Excerpts from labeled region data
+ + + + +
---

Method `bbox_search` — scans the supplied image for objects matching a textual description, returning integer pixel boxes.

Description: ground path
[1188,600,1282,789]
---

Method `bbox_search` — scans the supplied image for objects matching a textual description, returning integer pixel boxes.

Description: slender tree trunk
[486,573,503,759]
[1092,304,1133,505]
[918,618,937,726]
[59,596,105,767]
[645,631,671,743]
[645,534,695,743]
+ + + + +
PROBLEM TO SOLVE
Arrange the lines of the records above as a numbered list, leaving out the blank lines.

RESULT BELOW
1. ---
2. Method `bbox_search` — scans the supplied image for objects matching a textual description, returning integer pixel boxes.
3. Description: ground path
4. [1188,600,1282,789]
5. ---
6. Method `bbox_search` — scans the supplied image for objects matching a textual description, returning integer pixel boxes.
7. Description: slender tree trunk
8. [486,573,503,759]
9. [1092,304,1133,505]
10. [918,618,937,726]
11. [59,596,105,767]
12. [645,631,671,743]
13. [645,534,695,743]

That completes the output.